Ketentuan Latihan:
a: Terjemahkan kalimat dari teks tentang politik agraria ini ke dalam bahasa Inggris: "Tanah bagi masyarakat Indonesia memiliki arti yang begitu penting, memiliki nilai ekonomi—dimana tanah adalah sumber produksi."
b: Berdasarkan teks tentang politik agraria, mengapa angka ketunakismaan di Indramayu akan menjadi lebih tinggi dari 50%? Jelaskan dalam satu sampai tiga kalimat.
c: Salin dengan tepat bagian teks tentang politik agraria, mulai dari "POLITIK AGRARIA DI" dan berakhir pada "di tanahnya sendiri.".

Teks yang Disediakan:
Politik Agraria Petani Vs Negara dan Neoliberalisme


POLITIK AGRARIA DI INDONESIA
Petani Vs Negara dan Neoliberalisme
Penulis : Agus Hiplunudin
Tebal Buku : 164 Halaman
ISBN   : 978-602-51648-3-5
Tanah bagi masyarakat Indonesia memiliki arti yang begitu penting, memiliki nilai ekonomi—dimana tanah adalah sumber produksi. Selain dari itu, tanah memiliki nilai-nilai sosial, budaya, politis, dan juga spiritual. Khusus tentang persemayaman terakhir pada umumnya manusia Indonesia di manapun mereka berada, jika ia mati—mereka berwasiat; bahwa dirinya ingin dikebumikan di tanahnya sendiri.
Adapun temuan penelitian yang dilakukan oleh White, Wirdadi dan kawan-kawan yang kemudian dituangkan dalam buku yang berjudul “Ranah Studi Agraria Penguasaan Tanah dan Hubungan Agraris”: dimana pada permulaan abad ke-20 sudah terdapat suatu tingkat ketunakismaan yang cukup tinggi di daerah Cimanuk: 36% dari rumahtangga tidak memiliki tanah pertanian. Angka ketunakismaan yang paling rendah terdapat di Sumedang (9%) sedangkan yang tertinggi terdapat di Indramayu (50%); angka terakhir akan menjadi lebih tinggi lagi kalau ditambah dengan persentase pemilik tanah di Indramayu yang telah menggadaikan tanah mereka seluruhnya (8%) sehingga secara praktis mereka tidak menguasai tanah lagi.

Informasi yang Diberikan:
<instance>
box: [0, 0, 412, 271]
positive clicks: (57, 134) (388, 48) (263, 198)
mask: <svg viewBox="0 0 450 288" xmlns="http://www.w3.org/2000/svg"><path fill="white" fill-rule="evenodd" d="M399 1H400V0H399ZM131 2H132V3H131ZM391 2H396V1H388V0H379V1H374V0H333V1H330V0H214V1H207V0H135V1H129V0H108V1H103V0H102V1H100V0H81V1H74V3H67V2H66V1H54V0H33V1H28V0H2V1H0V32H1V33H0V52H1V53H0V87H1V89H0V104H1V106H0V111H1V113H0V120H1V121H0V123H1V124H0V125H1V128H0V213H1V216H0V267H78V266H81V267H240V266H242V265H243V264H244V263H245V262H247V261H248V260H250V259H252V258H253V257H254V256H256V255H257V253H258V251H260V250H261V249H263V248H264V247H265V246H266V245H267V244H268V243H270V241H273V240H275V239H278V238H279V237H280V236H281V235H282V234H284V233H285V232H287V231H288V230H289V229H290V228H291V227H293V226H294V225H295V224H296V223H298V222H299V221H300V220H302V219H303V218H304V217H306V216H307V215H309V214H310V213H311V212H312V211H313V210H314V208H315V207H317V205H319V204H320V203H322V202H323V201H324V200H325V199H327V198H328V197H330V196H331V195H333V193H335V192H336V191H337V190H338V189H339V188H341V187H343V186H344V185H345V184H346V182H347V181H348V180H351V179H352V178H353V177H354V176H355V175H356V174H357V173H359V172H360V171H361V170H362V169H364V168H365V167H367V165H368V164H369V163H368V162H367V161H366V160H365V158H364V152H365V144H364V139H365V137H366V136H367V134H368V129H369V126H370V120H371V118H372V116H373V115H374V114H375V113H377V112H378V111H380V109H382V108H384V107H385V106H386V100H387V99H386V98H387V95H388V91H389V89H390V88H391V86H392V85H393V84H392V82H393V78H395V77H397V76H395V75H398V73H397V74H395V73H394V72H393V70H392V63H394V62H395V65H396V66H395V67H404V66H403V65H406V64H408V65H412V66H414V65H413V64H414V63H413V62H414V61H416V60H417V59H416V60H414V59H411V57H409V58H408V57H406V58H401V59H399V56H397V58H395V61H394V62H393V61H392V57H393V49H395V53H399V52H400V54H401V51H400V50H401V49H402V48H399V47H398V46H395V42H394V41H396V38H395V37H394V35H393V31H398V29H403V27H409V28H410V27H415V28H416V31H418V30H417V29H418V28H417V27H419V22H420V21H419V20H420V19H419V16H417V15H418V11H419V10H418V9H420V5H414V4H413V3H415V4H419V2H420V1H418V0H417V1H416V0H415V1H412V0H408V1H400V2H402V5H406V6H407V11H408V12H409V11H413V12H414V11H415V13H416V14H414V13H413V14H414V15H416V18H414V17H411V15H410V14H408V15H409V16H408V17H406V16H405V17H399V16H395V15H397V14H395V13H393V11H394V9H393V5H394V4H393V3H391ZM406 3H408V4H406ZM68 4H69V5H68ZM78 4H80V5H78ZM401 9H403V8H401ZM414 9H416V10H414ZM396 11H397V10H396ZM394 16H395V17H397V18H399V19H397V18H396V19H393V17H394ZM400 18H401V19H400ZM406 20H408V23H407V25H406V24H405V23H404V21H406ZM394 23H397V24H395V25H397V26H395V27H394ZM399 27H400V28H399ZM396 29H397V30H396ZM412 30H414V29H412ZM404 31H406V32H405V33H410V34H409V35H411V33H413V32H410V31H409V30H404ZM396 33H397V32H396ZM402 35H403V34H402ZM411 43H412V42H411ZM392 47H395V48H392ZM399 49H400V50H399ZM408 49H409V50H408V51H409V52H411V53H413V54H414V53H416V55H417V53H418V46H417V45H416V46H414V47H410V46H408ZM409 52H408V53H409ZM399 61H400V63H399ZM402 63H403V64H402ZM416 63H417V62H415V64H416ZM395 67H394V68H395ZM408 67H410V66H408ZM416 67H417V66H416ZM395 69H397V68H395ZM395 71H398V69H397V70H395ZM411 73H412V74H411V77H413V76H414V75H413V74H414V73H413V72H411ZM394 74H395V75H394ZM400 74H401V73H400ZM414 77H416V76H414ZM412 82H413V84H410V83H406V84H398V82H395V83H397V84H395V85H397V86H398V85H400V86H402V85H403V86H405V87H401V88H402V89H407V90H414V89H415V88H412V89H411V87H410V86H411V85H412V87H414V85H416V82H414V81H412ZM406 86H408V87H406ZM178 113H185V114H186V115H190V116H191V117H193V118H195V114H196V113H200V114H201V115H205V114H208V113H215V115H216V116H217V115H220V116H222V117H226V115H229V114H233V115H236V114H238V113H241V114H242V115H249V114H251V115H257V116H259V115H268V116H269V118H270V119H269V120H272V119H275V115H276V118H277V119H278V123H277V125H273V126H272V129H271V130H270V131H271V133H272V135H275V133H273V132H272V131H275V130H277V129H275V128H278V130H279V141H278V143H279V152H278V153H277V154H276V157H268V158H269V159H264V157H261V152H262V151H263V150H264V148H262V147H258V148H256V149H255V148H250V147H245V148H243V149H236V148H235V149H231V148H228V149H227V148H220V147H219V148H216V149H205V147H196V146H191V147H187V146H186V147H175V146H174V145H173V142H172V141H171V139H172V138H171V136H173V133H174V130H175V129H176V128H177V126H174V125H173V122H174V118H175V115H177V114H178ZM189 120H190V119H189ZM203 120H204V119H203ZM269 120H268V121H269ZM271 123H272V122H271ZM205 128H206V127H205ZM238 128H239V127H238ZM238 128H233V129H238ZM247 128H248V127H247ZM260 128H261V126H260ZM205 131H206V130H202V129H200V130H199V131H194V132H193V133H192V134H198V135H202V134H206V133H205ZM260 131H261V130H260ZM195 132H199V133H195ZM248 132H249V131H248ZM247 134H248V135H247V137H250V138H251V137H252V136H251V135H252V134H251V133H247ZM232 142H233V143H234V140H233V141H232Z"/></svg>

Hasil Tugas:
a: For the people of Indonesia, land has a very important meaning, having economic value—in that land is a source of production.

b: Angka itu akan naik jika ditambah dengan persentase pemilik tanah di Indramayu yang telah menggadaikan seluruh tanah mereka (8%). Secara praktis, para pemilik tersebut tidak lagi menguasai tanah.

c:
POLITIK AGRARIA DI INDONESIA
Petani Vs Negara dan Neoliberalisme
Penulis : Agus Hiplunudin
Tebal Buku : 164 Halaman
ISBN   : 978-602-51648-3-5
Tanah bagi masyarakat Indonesia memiliki arti yang begitu penting, memiliki nilai ekonomi—dimana tanah adalah sumber produksi. Selain dari itu, tanah memiliki nilai-nilai sosial, budaya, politis, dan juga spiritual. Khusus tentang persemayaman terakhir pada umumnya manusia Indonesia di manapun mereka berada, jika ia mati—mereka berwasiat; bahwa dirinya ingin dikebumikan di tanahnya sendiri.